**DOCUMENT SECTION**
-- Opening Marker --
[Note: spoilers of Hancock and I am Legend below.]
I saw Hancock the other night on TV and, honestly, it was one of the more interesting superhero stories I've encountered in a while. Oh, as long as you stop the movie after he stops the hostage situation in the bank... everything after that takes the story in a mistaken direction of unimportance (I'll get to that). But, for that first hour, the movie is oddly engaging as we watch Hancock struggle with being apart from humanity and wanting to be a part of humanity... and how that desire causes him to act in a way that further distances him from humanity. He fights crime, but in a sloppy, ill-conceived manner, often screwing up only because he didn't stop for two seconds to think his actions through. He wants to save a beached whale? Great! Except he simply chucks it into the ocean without bothering to aim and hits a boat. Why not pick the whale up, fly it over the ocean and set it in the water? Because he wants to help, but not really. There's an element of his character that resents who he is and what he can do: he will help but only in a way that's self-destructive.
The scene that stands out to me most of all is when he shoots a basketball in prison that bounces off the rim and over the fence of the prison (since he chucked the ball from the other side of the yard), so he jumps over the fence to get the ball, picks it up, and stands there. The prison sirens go wailing, the prisoners shout at him because they resent his ability to leave at will... and he stands there, looking at the open space ahead of him. He could just leave, he doesn't need to stay in prison, he doesn't need to win people over, he doesn't need to be a hero... and, then, he jumps back behind the prison fence. Because, he does need acceptence and, oddly, in prison, he's found it: he's found some security in the daily routine, in the fact that he's just another prisoner, that he could be like anyone else in there. There are no chances to play hero in prison, so he doesn't need to, whereas, in the world, there are always chances and he can't help himself.
Hancock is complex and simple: lots of self-loathing, he resents his powers as much as everyone around him resents them, he sees himself as superior to humanity because he is and can't hide that from everyone around him...
He's a criticism of the idea that simply having powers is enough to be a superhero, that training and practice isn't needed. Nor that being a hero is what comes naturally to everyone.
"Why does Hancock keep trying to play hero?" That is the central question of the movie and it gets lost after the hostage rescue in favour of the bullshit with his immortal wife. That second half is where the move goes off the rails as it tries to fill in the mystery of Hancock's background and create a credible nemesis/enemy for him (which he doesn't need since he's his enemy) and it sucks the air out of the whole thing. Up until then, it was a character study of this guy who wants to be loved and accepted but does almost everything he can to drive people away.
-- Closing Marker --
**DATA FOR REVIEW**
-- Opening Marker --
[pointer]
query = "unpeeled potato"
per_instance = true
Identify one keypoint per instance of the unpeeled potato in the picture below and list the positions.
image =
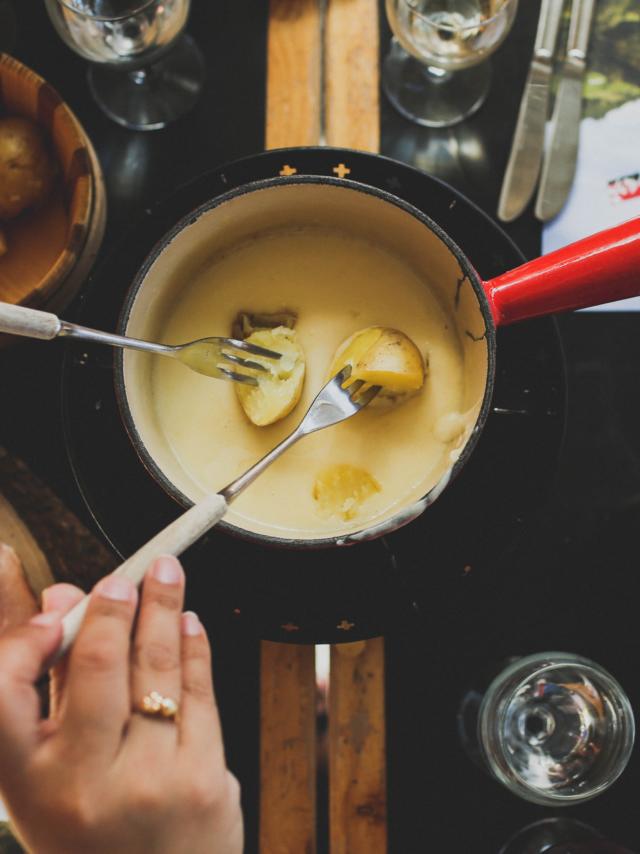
(26, 168)
(382, 356)
(279, 390)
-- Closing Marker --
**TRY IT**
Could you continue the Hancock review from where it stops, picking up after its final paragraph? The records don't come from the same source as the Hancock review.

**ANSWER TO THE EXERCISE**
It falls into the same trap as the comic that explained Wolverine's origin: origins don't always matter and, sometimes, make a character or story weaker. All we need from Hancock's origin: he woke up in a hospital eighty years ago, couldn't remember who he was, has superpowers. If the answer to who he was before that hasn't presented itself in the past eighty years then it isn't necessary.
What should have happened is Hancock tries to kiss Mary and, as a result, drives away Ray, the one guy who believed in him and accepted him. Because Hancock can't help but drive people away. For act of heroism comes an act of self-destruction... no matter how well-intentioned.
It reminds me of I am Legend, another Will Smith movie from the last year or two, where a guy struggles with loneliness, and another movie that was absolutely fantastic until the last half/third. In that movie, it was him being saved from the Darkseekers... man, how great would that movie have been if it ended with Neville dying in that one last, insane attempt to kill as many of those fuckers as possible? What is it with these movies and not knowing how to end? It's like they don't notice their own potential to be great instead of some useless Hollywood piece of shit. And, no, I don't think those 'darker' changes would hurt them at the box office since I've yet to hear anyone say anything good about the final halves/thirds of those movies.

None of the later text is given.